Written task:
Rewrite in full every line starting at the one containing "Put a marker on every instance of the green marker" and ending at the one containing "[(197, 252), (99, 212)]", shifting each coordinate in the answers up by 34. Leave the pictures out of your answer.

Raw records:
****************
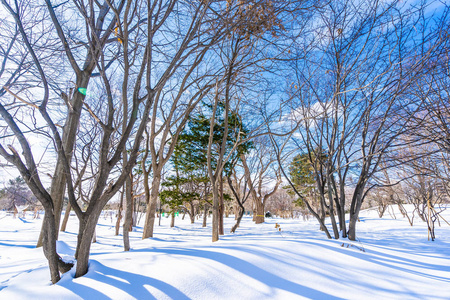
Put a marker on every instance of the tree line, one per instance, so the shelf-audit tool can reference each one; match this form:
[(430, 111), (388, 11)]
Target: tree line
[(214, 99)]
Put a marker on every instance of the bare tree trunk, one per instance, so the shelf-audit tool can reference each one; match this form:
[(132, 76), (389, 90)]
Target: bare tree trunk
[(259, 215), (49, 245), (215, 217), (221, 206), (205, 215), (151, 206), (238, 220), (172, 219), (66, 217), (192, 214), (128, 211), (119, 213)]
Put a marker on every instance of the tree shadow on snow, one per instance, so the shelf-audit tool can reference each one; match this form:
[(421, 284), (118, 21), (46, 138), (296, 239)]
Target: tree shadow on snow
[(130, 283), (250, 270)]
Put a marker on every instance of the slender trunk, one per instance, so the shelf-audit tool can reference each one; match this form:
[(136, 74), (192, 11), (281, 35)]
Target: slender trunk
[(192, 214), (221, 206), (66, 217), (259, 216), (128, 213), (58, 185), (352, 228), (215, 217), (172, 219), (205, 215), (86, 234), (119, 213), (49, 245), (151, 206), (238, 220)]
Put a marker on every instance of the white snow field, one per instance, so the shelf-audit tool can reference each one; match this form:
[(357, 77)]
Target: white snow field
[(258, 262)]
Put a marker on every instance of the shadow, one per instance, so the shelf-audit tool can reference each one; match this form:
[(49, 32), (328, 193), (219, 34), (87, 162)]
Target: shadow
[(248, 269), (24, 221), (14, 244), (130, 283)]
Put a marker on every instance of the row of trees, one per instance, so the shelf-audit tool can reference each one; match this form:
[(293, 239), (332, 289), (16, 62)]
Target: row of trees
[(221, 95)]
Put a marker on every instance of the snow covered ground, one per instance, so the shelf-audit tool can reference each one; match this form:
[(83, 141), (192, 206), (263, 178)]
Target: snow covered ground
[(258, 262)]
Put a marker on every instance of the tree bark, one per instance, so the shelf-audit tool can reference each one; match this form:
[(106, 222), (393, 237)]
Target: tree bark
[(66, 217), (238, 220), (172, 219), (221, 206), (215, 217), (128, 213), (151, 206), (259, 211), (205, 215)]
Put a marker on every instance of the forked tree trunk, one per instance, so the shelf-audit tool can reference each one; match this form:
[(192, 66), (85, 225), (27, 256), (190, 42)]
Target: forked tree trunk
[(215, 217), (238, 220), (205, 215), (128, 213), (151, 206), (66, 217), (172, 219), (119, 214), (221, 206), (259, 209), (49, 245)]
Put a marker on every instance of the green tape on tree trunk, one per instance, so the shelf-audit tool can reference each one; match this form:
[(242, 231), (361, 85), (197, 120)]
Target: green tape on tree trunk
[(82, 91)]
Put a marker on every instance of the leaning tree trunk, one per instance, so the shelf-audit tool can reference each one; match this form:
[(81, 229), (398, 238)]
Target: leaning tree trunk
[(66, 217), (192, 214), (49, 244), (221, 207), (128, 213), (172, 219), (205, 215), (238, 220), (215, 217), (151, 206), (85, 236), (259, 209)]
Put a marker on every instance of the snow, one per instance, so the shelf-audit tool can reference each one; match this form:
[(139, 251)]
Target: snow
[(391, 260)]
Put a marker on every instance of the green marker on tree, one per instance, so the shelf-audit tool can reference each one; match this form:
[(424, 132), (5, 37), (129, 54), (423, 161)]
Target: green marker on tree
[(82, 91)]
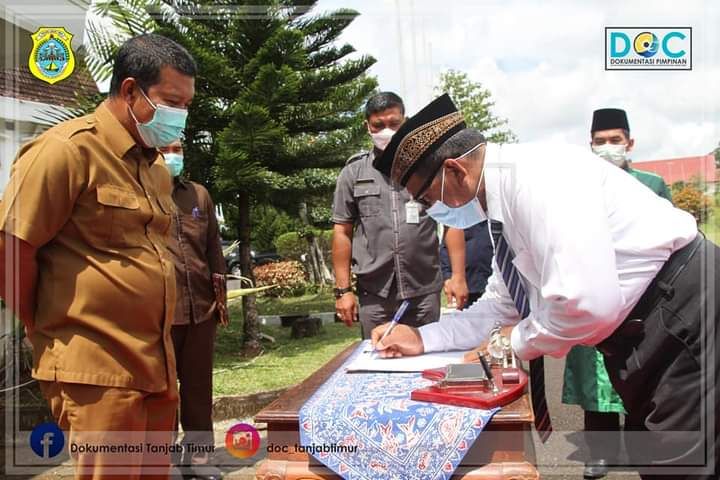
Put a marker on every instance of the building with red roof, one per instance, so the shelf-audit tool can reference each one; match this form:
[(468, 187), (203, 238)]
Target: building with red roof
[(684, 169)]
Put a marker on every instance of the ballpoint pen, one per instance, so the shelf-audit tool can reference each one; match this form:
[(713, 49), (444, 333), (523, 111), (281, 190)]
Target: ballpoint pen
[(396, 318)]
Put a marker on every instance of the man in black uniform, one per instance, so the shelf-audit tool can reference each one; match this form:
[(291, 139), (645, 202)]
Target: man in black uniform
[(390, 238)]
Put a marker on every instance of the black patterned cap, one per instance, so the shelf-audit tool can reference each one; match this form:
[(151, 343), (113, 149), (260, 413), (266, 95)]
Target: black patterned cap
[(422, 134), (609, 118)]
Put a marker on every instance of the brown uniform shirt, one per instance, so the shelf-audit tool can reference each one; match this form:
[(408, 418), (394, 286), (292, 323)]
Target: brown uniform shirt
[(197, 252), (99, 212)]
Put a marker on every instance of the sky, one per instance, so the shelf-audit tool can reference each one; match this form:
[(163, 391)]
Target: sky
[(544, 64)]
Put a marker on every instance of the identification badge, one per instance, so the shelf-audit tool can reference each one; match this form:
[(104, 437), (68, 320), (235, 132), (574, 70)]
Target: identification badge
[(412, 212)]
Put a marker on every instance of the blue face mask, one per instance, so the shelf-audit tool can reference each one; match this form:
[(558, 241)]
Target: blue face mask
[(174, 162), (164, 128), (464, 216)]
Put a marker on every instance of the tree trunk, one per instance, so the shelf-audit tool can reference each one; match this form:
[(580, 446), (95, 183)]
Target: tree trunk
[(315, 273), (251, 346)]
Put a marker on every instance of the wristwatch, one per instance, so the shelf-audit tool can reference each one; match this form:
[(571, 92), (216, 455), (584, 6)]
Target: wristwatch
[(339, 292)]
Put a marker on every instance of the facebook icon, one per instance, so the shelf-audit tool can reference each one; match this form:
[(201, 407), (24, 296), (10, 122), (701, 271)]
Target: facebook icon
[(47, 440)]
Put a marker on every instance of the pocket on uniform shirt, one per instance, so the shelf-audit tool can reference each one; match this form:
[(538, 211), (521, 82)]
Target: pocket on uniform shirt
[(367, 197), (120, 215), (167, 207), (523, 262)]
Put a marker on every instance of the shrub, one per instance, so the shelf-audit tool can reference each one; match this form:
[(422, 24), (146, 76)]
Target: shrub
[(288, 275), (693, 201), (290, 245)]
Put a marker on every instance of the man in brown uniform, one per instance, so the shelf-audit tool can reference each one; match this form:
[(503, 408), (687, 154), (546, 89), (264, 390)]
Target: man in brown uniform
[(199, 261), (84, 224)]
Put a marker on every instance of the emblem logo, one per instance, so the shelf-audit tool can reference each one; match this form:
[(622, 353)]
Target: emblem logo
[(52, 58)]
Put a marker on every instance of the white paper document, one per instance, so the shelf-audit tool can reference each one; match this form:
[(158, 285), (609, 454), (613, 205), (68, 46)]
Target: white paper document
[(369, 361)]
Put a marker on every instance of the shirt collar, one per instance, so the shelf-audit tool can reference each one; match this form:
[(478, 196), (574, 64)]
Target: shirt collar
[(494, 170), (116, 135), (180, 182)]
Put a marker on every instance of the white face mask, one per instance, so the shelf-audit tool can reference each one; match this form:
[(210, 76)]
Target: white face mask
[(382, 138), (615, 154), (464, 216)]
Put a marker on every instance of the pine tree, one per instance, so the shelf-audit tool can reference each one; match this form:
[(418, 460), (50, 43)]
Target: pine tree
[(277, 108)]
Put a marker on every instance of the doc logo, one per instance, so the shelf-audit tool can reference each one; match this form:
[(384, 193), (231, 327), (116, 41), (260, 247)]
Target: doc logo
[(645, 44), (47, 440), (648, 48), (242, 440)]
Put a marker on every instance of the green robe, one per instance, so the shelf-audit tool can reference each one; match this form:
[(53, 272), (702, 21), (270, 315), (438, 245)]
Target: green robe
[(586, 382)]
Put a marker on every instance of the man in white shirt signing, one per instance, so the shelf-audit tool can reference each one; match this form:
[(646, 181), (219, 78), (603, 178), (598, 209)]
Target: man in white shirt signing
[(584, 254)]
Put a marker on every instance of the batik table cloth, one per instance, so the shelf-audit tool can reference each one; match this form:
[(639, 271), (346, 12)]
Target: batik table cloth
[(364, 426)]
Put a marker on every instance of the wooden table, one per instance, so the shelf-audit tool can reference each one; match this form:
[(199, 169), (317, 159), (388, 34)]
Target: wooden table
[(504, 449)]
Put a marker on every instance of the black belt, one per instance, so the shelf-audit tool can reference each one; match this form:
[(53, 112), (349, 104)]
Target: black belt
[(660, 288)]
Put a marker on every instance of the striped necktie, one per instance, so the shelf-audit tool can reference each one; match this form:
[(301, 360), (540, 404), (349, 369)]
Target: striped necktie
[(504, 256)]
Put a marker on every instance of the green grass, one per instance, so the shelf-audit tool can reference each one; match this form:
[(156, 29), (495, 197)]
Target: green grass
[(711, 228), (323, 301), (284, 363)]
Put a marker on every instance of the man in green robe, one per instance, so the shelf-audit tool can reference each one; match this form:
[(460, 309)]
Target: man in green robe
[(586, 381)]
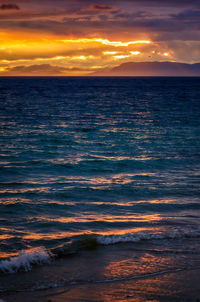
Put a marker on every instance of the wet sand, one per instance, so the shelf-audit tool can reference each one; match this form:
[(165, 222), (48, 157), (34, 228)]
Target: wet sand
[(181, 285)]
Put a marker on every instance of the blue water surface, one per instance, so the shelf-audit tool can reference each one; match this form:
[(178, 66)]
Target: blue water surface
[(97, 156)]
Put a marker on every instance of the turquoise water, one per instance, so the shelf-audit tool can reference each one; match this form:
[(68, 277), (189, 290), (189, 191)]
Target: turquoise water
[(97, 161)]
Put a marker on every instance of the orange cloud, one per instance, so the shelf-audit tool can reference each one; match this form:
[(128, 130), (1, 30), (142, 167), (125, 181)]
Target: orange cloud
[(9, 6)]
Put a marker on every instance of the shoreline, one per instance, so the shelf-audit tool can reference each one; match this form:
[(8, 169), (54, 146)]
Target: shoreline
[(179, 285)]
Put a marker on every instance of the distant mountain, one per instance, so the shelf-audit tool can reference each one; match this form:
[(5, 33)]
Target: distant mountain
[(151, 69)]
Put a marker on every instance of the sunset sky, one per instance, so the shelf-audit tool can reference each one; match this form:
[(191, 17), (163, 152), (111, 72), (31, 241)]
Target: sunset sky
[(78, 37)]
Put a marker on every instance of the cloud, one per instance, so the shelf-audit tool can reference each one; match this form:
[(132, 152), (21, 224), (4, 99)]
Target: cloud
[(9, 6), (42, 69), (37, 69), (101, 7)]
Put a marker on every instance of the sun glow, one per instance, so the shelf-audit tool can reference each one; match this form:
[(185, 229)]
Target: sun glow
[(106, 42)]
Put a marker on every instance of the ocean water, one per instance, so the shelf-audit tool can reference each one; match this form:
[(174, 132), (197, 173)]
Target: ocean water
[(98, 166)]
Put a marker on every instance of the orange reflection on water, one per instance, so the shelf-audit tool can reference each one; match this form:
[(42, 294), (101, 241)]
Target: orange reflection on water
[(94, 217)]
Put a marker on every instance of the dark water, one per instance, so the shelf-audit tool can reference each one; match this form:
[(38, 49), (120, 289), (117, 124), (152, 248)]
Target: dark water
[(92, 161)]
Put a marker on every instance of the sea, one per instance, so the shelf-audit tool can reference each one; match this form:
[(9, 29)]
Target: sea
[(100, 179)]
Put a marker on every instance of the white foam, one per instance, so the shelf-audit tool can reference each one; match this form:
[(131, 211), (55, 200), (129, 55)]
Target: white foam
[(146, 235), (25, 260)]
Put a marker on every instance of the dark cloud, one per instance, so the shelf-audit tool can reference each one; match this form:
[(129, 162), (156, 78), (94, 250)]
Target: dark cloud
[(9, 6), (101, 7)]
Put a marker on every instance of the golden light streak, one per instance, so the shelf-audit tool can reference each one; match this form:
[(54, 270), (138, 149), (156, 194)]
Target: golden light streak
[(106, 42), (135, 52), (121, 57), (110, 52)]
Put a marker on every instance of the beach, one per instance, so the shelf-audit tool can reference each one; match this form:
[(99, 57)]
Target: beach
[(100, 189)]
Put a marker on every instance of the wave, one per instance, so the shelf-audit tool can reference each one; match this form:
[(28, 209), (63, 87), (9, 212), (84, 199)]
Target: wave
[(25, 260), (38, 256)]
****************
Exercise output:
Put a marker on every instance of the green marker on tree, one per instance, so the shelf-audit tool can reference each one; match this form:
[(424, 132), (5, 37), (129, 54), (423, 161)]
Target: green marker on tree
[(116, 125)]
Put a marker on every instance of the building with red roof, one per instance, so the shelf-audit tool can reference each one; match this form:
[(468, 187), (203, 238)]
Target: building with red roof
[(718, 203)]
Put a marker on every instance of the ballpoint pen, one per instance, so the shelf-audit tool can reference each one; match this form:
[(713, 49), (444, 333), (523, 111), (281, 190)]
Target: ballpoint pen
[(430, 352)]
Put a marker on every instance of the man in black uniform, one per instance, so the shelf-audit tool can reference each one; match this form:
[(291, 139), (645, 202)]
Target: man in black uniform
[(424, 272)]
Put a marker on every instance of the black patterned cap, one per instance, so the shelf-audit tool can reference each one; match this form:
[(151, 343), (113, 149), (260, 413), (266, 95)]
Target: black patterned cap
[(456, 168), (643, 152)]
Put a marker on every instance of the brown uniform shirt, one per instance, so the shelf-audit tool can reference each one; match this form:
[(408, 418), (394, 286), (292, 323)]
Target: brown uniform shirt
[(231, 286), (133, 246)]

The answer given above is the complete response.